● Short task 1:
Please reproduce, word for word, the stretch of the entries from the line containing "Put a dot on every instance of the street" through the line containing "Target: pasted poster", both ends included.

_ _ _ _ _ _ _

“As elected leaders, I believe it is our responsibility to ensure economic sustainability, food security and empowerment of the small and marginalized,” said Rep. Lorenzo R. Tañada, LP, of the 4th District of Quezon Province.

Tañada aims to address several fishery problems through his proposed legislations. The first bill, House Bill (HB)  323, seeks to rectify the definition of municipal waters as it was encoded in the Fisheries Code of 1998.

“By using the archipelagic principle in delineating municipal waters, we give local fishers greater access to the municipal waters,” Tañada added.

The second bill is HB 1151 which seeks to modify the definition of fishing gears provided by RA 8550. This said law classifies fishing gears as ‘passive’ and ‘active’. HB 1151,   proposes to use a different categorization –  ‘allowed’ and ‘not allowed’  for easier classification of gears based on use, handling and its depletive effects on the marine environment.

“This bill will greatly help local governments in making ordinances with regard to fishing gears.  It provides them a clearer system of identification of gears. It wouldn’t be difficult for them to identify which is which,” Tañada explained.

“We are also out to get those illegal fishers and violators of fisheries law. So we are proposing stiffer and higher penalties for them through House Bill 1267.”

HB 1267 amends RA 8550 by providing for stiffer penalties for those who would violate the fisheries law. Also, this bill incorporates a section on SLAPP (Strategic Lawsuit against Public Participation) suit which Wikepedia defines as a litigation filed by a large organization or in some cases an individual plaintiff, to intimidate and silence a less powerful critic by so severely burdening them with the cost of a legal defense that they abandon their criticism. In the case of the fisheries sector, SLAPP suits are cases commonly filed against LGU-deputized persons who have apprehended illegal fishers and other violators. This section seeks to help these volunteers by giving them protection from unfounded and irrelevant suits.

_ _ _ _ _ _ _

● Short task 2:
Write the next part of the article on Tañada's fisheries bills, picking up after its final sentence.

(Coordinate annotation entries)
_ _ _ _ _ _ _

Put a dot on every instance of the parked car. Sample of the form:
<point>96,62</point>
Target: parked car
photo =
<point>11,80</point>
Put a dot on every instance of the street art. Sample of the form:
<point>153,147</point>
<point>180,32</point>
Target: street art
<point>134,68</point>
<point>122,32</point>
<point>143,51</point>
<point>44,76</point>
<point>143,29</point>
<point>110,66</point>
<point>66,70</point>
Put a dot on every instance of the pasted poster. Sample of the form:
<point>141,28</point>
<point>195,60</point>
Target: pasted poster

_ _ _ _ _ _ _

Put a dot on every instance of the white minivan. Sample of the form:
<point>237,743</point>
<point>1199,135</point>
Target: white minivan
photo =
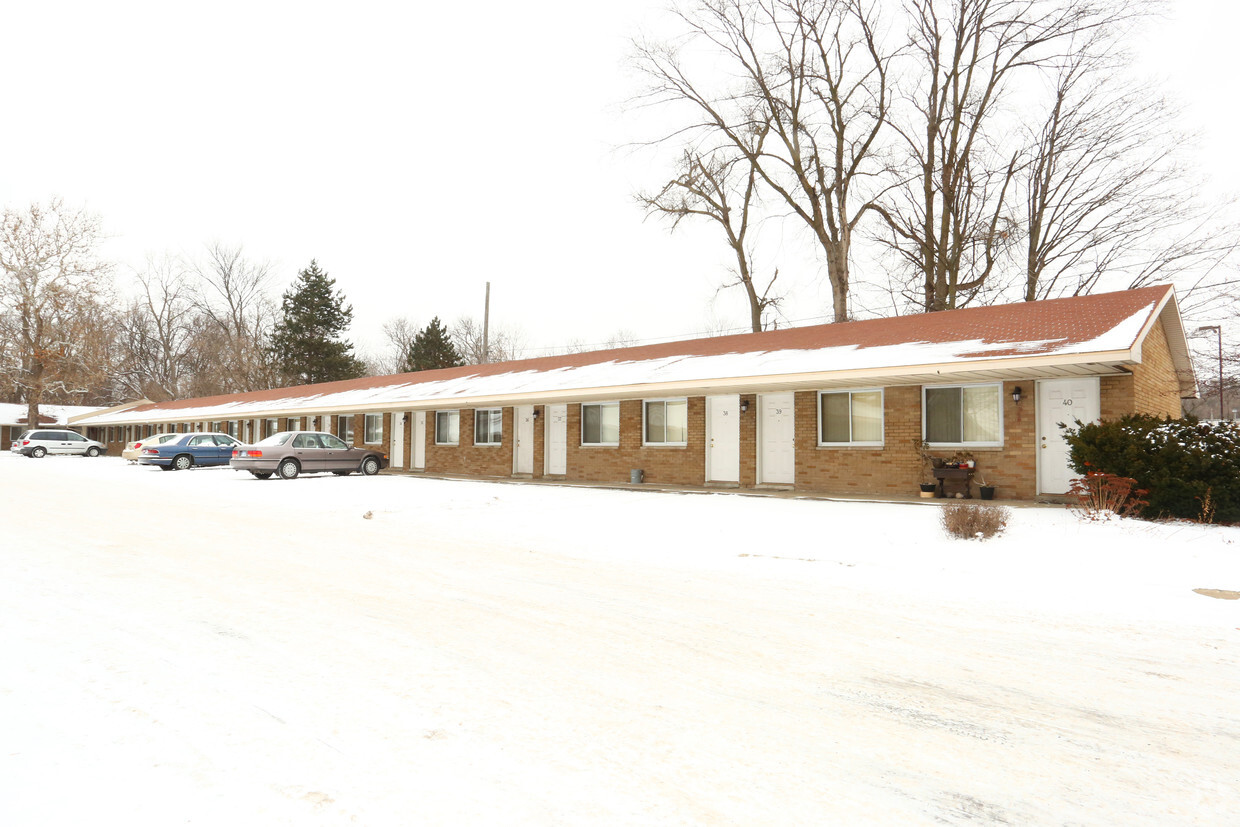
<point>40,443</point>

_ _ _ _ _ _ _

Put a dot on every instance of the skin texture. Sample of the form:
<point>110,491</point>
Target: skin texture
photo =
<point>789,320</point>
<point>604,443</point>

_ _ _ _ _ _ _

● Final result 1:
Put a dot on every instance of the street art. Sample of the form:
<point>153,147</point>
<point>180,32</point>
Target: street art
<point>134,68</point>
<point>122,32</point>
<point>143,51</point>
<point>44,76</point>
<point>143,29</point>
<point>110,66</point>
<point>66,70</point>
Put a dot on every instance of the pasted poster. Sample of the form:
<point>141,28</point>
<point>195,60</point>
Target: pasted poster

● Final result 2:
The fourth bill is by far the most important bill. House Bill 1803 addresses the problem of depleting marine resources in our country. Several studies have been done with the regarding our marine resources, and majority has similar generalization: that our marine resources are fast declining. A study by the World Fish Center even warned that only 10kg of fishery products would be available  for consumption per  person annually starting 2010.

“We have to deeply ingrain in our people’s minds that our marine resources are depleting rapidly and that 2010 is just three years away.  Allowing our marine resources to breathe and thrive deserve our utmost  attention and serious action,” Tañada stated.

And so Tañada filed House Bill 1803.  It mandates every coastal municipality to establish a marine-protected area (MPA) in at least 15% of their municipal waters. Of the 915 coastal municipalities, only 439 or a little bit less than half, have well-established MPAs. These MPAs should provide a safe breeding ground for the different species of our fishes, as fishing is prohibited in the area. This will allow the fishes to reproduce and mature.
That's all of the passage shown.